During her childhood in Northeast Philadelphia and Germantown, Dr. Stanford dreamt of becoming a doctor. Her chosen field of pediatric surgery came not only from her love of children and inspiration from her father (who worked at Pennsylvania’s Department of Children and Youth), but also because, as she puts it, “People didn’t expect girls like me to become surgeons.” After she received her undergraduate and medical degrees from Pennsylvania State University, Dr. Stanford achieved her childhood dream and defied societal prejudices in one fell swoop.
In medical school, she described how inner-city students like herself were encouraged to work in lower-paying primary-care jobs in community health centers rather than working in higher-paying leading hospitals and medical centers. As her medical career advanced, she found that she was held to higher standards and faced lower expectations simply because she was an African American woman. While the systemic racism she encountered weighed on her, she never let it deter her. Dr. Stanford persevered and founded R.E.A.L. Concierge Medicine, a private practice where she provides healthcare to athletes, celebrities, and corporate executives.
When the COVID-19 pandemic began spreading through Philadelphia, Dr. Stanford saw coronavirus statistics disproportionately affecting Black populations and knew these numbers would only be compounded by longstanding healthcare inequities. But as Dr. Stanford said, "Just talking about the problem doesn't solve it – there needs to be action.” And act she did. In less than 48 hours, Dr. Stanford stopped work at her thriving private practice, rented a van, purchased testing supplies, and drove to her church's parking lot to offer free COVID-19 testing to all. She did all of this at a time when government officials and agencies were struggling to mobilize testing efforts, especially in minority communities. Shortly after that first testing clinic, the Black Doctors COVID-19 Consortium (BDCC) was born. The BDCC expanded its services when vaccines became available and has provided free testing and vaccinations to more than 75,000 residents in Philadelphia's minority neighborhoods. Through this heroic work, Dr. Stanford became a national symbol for equalizing access to health care for people of color in disadvantaged communities.
Dr. Stanford has received numerous awards and recognitions for her medical work, including the Philadelphia Business Journal’s "Top 40 Under 40 Award," The Philadelphia Tribune’s "Top 10 Under 40," The City of Philadelphia’s "Next Generation of Women Leadership Award," Philadelphia Maneto Award, W.H.Y.Y.'s Philadelphia Magis Award, along with a Senior Fellowship at the University of Pennsylvania Leonard Davis Institute of Health Economics.

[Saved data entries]
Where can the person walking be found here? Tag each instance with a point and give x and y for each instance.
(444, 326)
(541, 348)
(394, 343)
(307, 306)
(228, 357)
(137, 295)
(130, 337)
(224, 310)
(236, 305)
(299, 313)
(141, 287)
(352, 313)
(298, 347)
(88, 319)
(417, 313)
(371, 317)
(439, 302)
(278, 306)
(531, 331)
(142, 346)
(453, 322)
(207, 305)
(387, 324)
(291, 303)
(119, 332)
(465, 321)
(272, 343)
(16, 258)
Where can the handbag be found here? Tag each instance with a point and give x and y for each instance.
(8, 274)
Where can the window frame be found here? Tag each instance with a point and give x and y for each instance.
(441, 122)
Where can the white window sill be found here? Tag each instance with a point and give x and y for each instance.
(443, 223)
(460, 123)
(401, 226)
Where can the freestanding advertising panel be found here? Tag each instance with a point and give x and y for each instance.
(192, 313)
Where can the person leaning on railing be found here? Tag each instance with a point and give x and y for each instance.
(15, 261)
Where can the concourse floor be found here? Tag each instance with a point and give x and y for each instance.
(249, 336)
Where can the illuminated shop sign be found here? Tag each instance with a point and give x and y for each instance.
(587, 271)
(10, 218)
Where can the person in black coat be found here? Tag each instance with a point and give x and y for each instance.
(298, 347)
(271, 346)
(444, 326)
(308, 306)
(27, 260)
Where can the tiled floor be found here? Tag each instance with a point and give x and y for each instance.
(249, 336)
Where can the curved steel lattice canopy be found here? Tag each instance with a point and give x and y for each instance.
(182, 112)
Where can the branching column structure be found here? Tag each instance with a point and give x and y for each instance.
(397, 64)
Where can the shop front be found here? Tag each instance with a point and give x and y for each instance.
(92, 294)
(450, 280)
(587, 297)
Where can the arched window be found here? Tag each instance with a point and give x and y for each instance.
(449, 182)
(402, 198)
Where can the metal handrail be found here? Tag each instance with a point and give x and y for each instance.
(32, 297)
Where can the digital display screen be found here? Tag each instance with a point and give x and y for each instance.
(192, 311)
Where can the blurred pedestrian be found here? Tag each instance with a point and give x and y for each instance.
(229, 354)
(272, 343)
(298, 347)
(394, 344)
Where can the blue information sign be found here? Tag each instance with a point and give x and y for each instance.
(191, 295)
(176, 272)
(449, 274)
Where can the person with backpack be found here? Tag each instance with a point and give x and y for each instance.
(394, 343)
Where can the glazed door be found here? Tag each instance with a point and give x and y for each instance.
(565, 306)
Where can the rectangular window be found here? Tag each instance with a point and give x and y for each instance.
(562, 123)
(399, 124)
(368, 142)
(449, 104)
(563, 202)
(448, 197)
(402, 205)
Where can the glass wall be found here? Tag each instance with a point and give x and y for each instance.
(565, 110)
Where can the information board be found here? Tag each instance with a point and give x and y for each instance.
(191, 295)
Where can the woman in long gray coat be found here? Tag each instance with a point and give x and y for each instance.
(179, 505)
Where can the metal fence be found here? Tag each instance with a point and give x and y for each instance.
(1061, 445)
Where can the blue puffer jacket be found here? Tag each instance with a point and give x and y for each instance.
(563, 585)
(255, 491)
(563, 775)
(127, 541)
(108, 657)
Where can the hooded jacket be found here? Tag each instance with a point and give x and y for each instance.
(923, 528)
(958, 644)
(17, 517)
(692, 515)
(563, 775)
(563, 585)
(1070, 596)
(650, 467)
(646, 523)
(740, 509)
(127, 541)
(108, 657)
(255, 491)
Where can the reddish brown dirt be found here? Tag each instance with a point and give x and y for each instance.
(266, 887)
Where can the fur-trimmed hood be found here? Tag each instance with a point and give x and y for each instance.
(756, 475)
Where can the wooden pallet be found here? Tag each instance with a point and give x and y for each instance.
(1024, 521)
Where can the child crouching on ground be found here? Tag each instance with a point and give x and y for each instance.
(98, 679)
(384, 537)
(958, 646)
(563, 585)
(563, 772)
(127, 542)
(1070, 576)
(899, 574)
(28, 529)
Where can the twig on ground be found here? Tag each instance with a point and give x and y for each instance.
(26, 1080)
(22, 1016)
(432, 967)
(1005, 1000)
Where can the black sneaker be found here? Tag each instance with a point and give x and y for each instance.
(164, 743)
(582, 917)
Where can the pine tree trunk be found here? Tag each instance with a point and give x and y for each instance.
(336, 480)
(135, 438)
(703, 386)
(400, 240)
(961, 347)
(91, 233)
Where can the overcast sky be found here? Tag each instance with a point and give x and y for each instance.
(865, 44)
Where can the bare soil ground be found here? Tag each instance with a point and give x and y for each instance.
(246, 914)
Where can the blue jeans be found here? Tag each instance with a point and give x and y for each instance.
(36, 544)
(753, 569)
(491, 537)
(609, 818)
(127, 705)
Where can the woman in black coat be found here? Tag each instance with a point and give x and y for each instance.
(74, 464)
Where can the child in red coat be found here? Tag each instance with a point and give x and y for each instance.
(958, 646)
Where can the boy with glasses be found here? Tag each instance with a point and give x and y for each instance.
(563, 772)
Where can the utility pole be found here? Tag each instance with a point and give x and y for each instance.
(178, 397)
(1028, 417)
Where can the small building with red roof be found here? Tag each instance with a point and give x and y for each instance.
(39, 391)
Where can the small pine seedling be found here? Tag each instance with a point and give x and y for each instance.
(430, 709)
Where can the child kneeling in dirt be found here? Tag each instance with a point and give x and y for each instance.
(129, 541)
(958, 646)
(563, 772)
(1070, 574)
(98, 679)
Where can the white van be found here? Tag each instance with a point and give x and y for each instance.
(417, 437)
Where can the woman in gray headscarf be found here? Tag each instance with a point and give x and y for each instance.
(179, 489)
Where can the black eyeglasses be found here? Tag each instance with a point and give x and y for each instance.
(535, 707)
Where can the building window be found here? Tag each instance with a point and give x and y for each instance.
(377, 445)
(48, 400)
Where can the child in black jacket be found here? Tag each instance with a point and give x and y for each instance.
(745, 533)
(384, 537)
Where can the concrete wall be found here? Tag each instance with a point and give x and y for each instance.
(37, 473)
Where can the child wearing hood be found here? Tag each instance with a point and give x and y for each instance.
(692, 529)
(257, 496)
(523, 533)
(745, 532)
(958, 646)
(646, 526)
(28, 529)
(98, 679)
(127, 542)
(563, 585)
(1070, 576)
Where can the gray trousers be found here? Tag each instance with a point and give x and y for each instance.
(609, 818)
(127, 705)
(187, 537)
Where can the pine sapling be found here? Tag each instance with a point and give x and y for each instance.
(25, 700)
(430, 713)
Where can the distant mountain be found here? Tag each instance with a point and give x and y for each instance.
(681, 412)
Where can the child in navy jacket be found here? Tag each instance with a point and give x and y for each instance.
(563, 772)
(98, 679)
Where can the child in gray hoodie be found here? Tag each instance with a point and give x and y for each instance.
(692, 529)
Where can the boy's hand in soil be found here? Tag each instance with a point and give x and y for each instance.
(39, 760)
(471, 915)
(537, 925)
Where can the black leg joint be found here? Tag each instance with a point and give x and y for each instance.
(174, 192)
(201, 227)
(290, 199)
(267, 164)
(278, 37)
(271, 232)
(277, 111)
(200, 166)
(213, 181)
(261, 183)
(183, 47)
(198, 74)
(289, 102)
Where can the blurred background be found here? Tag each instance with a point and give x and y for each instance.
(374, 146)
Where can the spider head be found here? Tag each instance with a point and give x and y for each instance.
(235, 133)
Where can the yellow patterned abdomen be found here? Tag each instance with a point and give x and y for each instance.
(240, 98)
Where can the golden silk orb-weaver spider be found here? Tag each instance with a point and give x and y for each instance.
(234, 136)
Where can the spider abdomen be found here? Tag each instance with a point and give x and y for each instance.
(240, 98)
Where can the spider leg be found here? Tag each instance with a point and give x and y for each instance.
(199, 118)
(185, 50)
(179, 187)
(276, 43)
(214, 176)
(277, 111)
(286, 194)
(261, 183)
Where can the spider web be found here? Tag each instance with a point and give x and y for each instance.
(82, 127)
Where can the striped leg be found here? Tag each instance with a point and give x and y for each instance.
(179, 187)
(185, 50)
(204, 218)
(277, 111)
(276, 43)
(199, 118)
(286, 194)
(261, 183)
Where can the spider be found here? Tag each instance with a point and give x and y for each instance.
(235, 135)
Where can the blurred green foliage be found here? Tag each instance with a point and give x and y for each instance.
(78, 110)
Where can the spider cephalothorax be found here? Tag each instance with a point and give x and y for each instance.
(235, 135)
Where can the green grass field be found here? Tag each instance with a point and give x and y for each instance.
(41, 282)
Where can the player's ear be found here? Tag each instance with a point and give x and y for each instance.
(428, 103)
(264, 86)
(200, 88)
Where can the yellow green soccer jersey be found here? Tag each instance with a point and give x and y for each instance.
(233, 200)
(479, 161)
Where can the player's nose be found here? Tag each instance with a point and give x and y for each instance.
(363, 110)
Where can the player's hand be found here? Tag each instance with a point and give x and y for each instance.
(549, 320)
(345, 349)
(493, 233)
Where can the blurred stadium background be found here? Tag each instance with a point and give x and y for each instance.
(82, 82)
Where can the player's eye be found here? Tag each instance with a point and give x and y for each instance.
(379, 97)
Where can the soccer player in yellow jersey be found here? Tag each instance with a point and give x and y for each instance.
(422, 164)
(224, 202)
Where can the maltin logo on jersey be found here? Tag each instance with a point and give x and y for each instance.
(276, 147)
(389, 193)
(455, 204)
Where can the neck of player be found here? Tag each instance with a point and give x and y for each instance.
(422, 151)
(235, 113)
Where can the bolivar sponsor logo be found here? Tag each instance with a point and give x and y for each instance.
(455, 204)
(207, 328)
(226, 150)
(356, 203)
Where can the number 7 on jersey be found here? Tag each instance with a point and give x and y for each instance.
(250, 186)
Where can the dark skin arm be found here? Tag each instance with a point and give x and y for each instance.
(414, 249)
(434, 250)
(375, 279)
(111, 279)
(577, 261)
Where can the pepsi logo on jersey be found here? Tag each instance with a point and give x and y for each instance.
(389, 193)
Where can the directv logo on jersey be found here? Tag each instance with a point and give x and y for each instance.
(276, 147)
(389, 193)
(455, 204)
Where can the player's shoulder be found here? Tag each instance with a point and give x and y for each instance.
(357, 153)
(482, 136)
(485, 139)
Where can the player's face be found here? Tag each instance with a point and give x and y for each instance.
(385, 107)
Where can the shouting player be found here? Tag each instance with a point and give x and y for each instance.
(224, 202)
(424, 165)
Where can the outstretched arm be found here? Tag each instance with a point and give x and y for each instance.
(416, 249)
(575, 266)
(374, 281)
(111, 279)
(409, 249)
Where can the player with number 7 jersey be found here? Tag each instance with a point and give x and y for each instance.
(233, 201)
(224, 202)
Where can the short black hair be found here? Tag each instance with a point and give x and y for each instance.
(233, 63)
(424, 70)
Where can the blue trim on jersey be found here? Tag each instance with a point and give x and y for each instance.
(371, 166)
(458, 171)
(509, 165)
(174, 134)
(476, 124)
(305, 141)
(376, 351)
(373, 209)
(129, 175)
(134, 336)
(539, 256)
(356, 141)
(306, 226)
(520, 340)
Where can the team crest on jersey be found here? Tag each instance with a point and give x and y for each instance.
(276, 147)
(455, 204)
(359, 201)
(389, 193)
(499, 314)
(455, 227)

**What the task requires**
Please copy the profile from the words "Dr. Stanford has" through "of Health Economics.", substituting "many" for "numerous". The lines have no connection to the profile.

**Reply to the exercise**
Dr. Stanford has received many awards and recognitions for her medical work, including the Philadelphia Business Journal’s "Top 40 Under 40 Award," The Philadelphia Tribune’s "Top 10 Under 40," The City of Philadelphia’s "Next Generation of Women Leadership Award," Philadelphia Maneto Award, W.H.Y.Y.'s Philadelphia Magis Award, along with a Senior Fellowship at the University of Pennsylvania Leonard Davis Institute of Health Economics.